» **EXTRAIT DU TEXTE**
⁂

Gueulante anti-répressive

Je viens de recevoir un mail qui appelle à des peines plus dures et mieux
appliquées contre les violeurs et tous ceux qui commettent des violence
envers les femmes. Et je suis tout bêtement accablé. Qu'est-ce que c'est que
ce soi-disant "féminisme (dont on me dit qu'il est) de droite" qui surfe sur
le discours sécuritaire ? A quoi ça sert de s'évertuer à dire que le crime
contre les femmes est le produit d'un système symbolique qui dévalorise les
femmes, marchandise leur corps et en fait un objet sexuel si c'est pour que
des femmes viennent réclamer plus de répression ? Je laisse ces femmes aller
manifester avec l'extrême-droite devant les tribunaux pour réclamer la peine
de mort contre les violeurs... Sûrement, cela fera avancer les choses...

Confondre la cause et les effets, c'est imbécile. Nous sommes tous et
toutes, hommes et femmes, des criminels potentiels. Croire qu'une approche
punitive, répressive du crime permet d'empêcher ces crimes est un leurre.
Mais par contre, on peut analyser en quoi la société produit et oriente ces
crimes, en quoi elle en est responsable. Et là, on devient déjà plus
constructif. Oui l'image sociale, culturelle et historique de la femme dont
nos sociétés se font les détentrices favorisent le crime masculin contre les
femmes, et particulièrement les crimes de nature sexuelle, c'est très net.

⁂

» **CONSIGNE**
Recopiez l'extrait ci-dessus dans son intégralité, sans aucune modification. Les données proviennent d'une autre source que l'extrait.

⁂

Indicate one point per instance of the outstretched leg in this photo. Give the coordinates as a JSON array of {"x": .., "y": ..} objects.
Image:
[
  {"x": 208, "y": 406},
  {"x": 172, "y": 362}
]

⁂

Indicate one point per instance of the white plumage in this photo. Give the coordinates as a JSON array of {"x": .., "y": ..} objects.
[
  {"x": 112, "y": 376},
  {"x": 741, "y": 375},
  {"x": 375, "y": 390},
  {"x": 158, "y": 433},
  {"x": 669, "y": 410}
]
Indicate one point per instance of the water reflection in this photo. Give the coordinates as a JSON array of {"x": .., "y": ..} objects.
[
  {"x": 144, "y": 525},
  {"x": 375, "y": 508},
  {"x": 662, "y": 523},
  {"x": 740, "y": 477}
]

⁂

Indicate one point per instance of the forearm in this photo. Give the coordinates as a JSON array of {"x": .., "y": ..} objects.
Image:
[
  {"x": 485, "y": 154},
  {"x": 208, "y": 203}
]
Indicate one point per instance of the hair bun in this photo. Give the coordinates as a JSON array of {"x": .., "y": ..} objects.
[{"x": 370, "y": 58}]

⁂

» **SOLUTION PROPOSÉE**
Gueulante anti-répressive

Je viens de recevoir un mail qui appelle à des peines plus dures et mieux
appliquées contre les violeurs et tous ceux qui commettent des violence
envers les femmes. Et je suis tout bêtement accablé. Qu'est-ce que c'est que
ce soi-disant "féminisme (dont on me dit qu'il est) de droite" qui surfe sur
le discours sécuritaire ? A quoi ça sert de s'évertuer à dire que le crime
contre les femmes est le produit d'un système symbolique qui dévalorise les
femmes, marchandise leur corps et en fait un objet sexuel si c'est pour que
des femmes viennent réclamer plus de répression ? Je laisse ces femmes aller
manifester avec l'extrême-droite devant les tribunaux pour réclamer la peine
de mort contre les violeurs... Sûrement, cela fera avancer les choses...

Confondre la cause et les effets, c'est imbécile. Nous sommes tous et
toutes, hommes et femmes, des criminels potentiels. Croire qu'une approche
punitive, répressive du crime permet d'empêcher ces crimes est un leurre.
Mais par contre, on peut analyser en quoi la société produit et oriente ces
crimes, en quoi elle en est responsable. Et là, on devient déjà plus
constructif. Oui l'image sociale, culturelle et historique de la femme dont
nos sociétés se font les détentrices favorisent le crime masculin contre les
femmes, et particulièrement les crimes de nature sexuelle, c'est très net.